--- Your assignment ---
Would you repeat all the lines below, exactly as they stand?

--- Source material ---

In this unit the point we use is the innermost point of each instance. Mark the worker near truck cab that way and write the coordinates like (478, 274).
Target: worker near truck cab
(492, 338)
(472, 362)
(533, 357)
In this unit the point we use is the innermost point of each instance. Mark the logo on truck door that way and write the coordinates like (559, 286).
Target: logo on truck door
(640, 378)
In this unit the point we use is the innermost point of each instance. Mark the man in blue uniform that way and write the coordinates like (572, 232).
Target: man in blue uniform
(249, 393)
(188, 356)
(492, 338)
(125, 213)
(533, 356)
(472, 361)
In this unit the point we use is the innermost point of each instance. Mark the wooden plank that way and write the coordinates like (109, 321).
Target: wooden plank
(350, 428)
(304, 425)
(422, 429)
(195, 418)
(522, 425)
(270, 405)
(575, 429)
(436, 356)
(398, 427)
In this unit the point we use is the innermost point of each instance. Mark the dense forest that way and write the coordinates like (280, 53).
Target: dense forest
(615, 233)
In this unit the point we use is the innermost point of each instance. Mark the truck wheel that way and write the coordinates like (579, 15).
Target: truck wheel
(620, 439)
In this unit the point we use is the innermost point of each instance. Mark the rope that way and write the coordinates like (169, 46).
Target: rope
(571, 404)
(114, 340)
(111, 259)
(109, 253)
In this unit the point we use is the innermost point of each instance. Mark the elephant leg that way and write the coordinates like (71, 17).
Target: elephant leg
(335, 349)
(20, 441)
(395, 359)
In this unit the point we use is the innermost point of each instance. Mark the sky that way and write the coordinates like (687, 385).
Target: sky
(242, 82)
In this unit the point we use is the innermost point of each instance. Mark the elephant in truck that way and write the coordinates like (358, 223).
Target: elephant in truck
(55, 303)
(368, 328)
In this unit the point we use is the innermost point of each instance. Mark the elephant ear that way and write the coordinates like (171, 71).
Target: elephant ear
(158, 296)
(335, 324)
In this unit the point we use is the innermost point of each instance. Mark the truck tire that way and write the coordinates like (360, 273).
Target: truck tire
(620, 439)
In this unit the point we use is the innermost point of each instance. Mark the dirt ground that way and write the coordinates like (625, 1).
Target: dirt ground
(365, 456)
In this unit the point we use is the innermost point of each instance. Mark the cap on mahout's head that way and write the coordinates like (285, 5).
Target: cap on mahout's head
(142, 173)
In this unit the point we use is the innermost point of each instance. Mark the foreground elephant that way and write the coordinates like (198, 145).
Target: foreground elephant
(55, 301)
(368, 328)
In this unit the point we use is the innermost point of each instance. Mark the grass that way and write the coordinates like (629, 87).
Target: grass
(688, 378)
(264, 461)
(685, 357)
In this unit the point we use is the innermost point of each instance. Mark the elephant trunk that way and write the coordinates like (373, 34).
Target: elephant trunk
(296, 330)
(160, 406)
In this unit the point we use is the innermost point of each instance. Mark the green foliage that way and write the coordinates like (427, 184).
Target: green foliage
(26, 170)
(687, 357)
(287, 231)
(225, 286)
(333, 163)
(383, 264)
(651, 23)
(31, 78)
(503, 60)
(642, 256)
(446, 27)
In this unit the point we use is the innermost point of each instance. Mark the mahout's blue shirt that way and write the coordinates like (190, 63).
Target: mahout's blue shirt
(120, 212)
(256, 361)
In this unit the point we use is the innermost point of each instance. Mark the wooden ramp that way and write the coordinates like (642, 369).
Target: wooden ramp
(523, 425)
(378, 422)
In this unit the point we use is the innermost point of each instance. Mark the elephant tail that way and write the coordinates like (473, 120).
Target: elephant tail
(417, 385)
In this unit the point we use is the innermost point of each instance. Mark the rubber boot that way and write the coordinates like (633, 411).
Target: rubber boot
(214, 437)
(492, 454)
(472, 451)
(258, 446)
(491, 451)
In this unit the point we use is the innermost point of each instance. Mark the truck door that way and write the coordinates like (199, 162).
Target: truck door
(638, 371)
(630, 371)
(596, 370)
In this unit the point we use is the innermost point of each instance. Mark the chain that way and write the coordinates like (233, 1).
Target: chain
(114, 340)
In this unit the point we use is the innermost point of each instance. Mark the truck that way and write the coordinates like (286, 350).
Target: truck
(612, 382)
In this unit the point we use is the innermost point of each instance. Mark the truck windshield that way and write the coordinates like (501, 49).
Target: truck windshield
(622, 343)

--- Task answer ---
In this unit the point we use is the innermost point of each instance. Mark the worker near truck cab that way and write the coordinates like (478, 274).
Target: worker near truck cab
(492, 338)
(472, 362)
(533, 357)
In this unit the point we use is the innermost point of each instance. Mark the logo on truck door that way and write the coordinates like (559, 286).
Target: logo on truck door
(640, 378)
In this unit the point we use is the innermost point of each instance. Mark the man in blue uniform that way and write the coordinates like (572, 232).
Target: man in blue uniform
(249, 393)
(188, 356)
(492, 338)
(125, 213)
(533, 356)
(472, 361)
In this unit the point we use is the innermost point of each instance. Mark the wooden plank that way and write the coordinates like (109, 321).
Target: wooden plank
(350, 428)
(304, 425)
(422, 429)
(195, 418)
(522, 425)
(270, 405)
(575, 429)
(436, 356)
(398, 427)
In this unit the point we use is the innermost point of each instance. Mark the dense forest that way and write the coordinates like (280, 53).
Target: dense forest
(615, 233)
In this unit the point we use is the innermost point of each instance. Mark the truck wheel that way and write the coordinates like (579, 15).
Target: truck wheel
(620, 439)
In this unit the point we use is the innermost point of each instance. Mark the rope that way and write the coordinates like (169, 46).
Target: rope
(571, 404)
(114, 340)
(111, 259)
(109, 253)
In this unit the point we use is the innermost point of each instance. Mark the elephant leg that way and write the coordinates like (71, 17).
Target: elephant leg
(335, 349)
(20, 441)
(395, 359)
In this unit the point we use is the innermost point of each instance. Mark the sky that way and write the coordinates like (687, 385).
Target: sky
(242, 82)
In this unit the point we use is the innermost point of each instance. Mark the elephant in truck that way and write the coordinates like (358, 223).
Target: elephant in truck
(55, 303)
(368, 328)
In this unit the point we use is the innermost point of each instance. Mark the elephant ear that way and write the coordinates like (171, 71).
Target: elephant ear
(158, 296)
(335, 324)
In this unit the point we use is the innermost point of each instance. Mark the truck tire that way and write the coordinates like (360, 273).
Target: truck tire
(620, 439)
In this unit the point we use is the innermost point of each instance. Mark the dirt ground that way and write the coordinates like (625, 1).
Target: dirt ground
(365, 456)
In this unit the point we use is the innermost point of each instance. Mark the cap on mahout's head that way and write the coordinates like (285, 5).
Target: cap on mahout's head
(142, 173)
In this unit the point we use is the innermost point of each instance. Mark the foreground elephant that way and write the coordinates like (198, 145).
Target: foreground elephant
(55, 301)
(368, 328)
In this unit the point we use is the innermost point of each instance. Mark the grass that way and write the coordinates like (629, 87).
Target: grass
(688, 378)
(264, 461)
(685, 357)
In this unit the point we use is the innermost point of each instance. Mark the elephant trunk that way and write the coordinates like (373, 34).
Target: elephant trunk
(296, 330)
(160, 406)
In this unit the point we use is the innermost point of each instance. Mark the green foliage that way and write the coordinates like (427, 184).
Target: green foliage
(26, 170)
(687, 357)
(287, 231)
(225, 286)
(333, 163)
(383, 264)
(651, 23)
(31, 78)
(503, 60)
(642, 256)
(446, 27)
In this unit the point we use is the innermost point of each instance. Mark the mahout's blue shirt that way and write the coordinates like (190, 63).
Target: mahout's blue shirt
(120, 212)
(256, 361)
In this unit the point we use is the innermost point of each instance. Mark the wooden ramp that way and write the coordinates like (642, 369).
Target: wooden ramp
(523, 425)
(378, 422)
In this unit the point we use is the innermost point of each instance. Mark the elephant tail that way and write the coordinates like (473, 120).
Target: elephant tail
(417, 385)
In this unit the point we use is the innermost point of each instance. Mark the rubber boot that way and write the coordinates like (633, 411).
Target: rubber boot
(214, 437)
(492, 454)
(472, 451)
(258, 446)
(491, 451)
In this unit the point we use is the innermost point of each instance. Mark the truck door that way and write the coordinates like (199, 162).
Target: truck door
(638, 371)
(630, 371)
(596, 370)
In this unit the point we use is the innermost point of each instance. Mark the chain that way and write the coordinates like (233, 1).
Target: chain
(114, 340)
In this unit the point we use is the innermost point of each instance. Mark the truck that way and write the coordinates like (286, 350).
Target: truck
(612, 382)
In this unit the point we use is the innermost point of each instance. Mark the truck windshield that way and write the coordinates like (501, 49).
Target: truck windshield
(622, 343)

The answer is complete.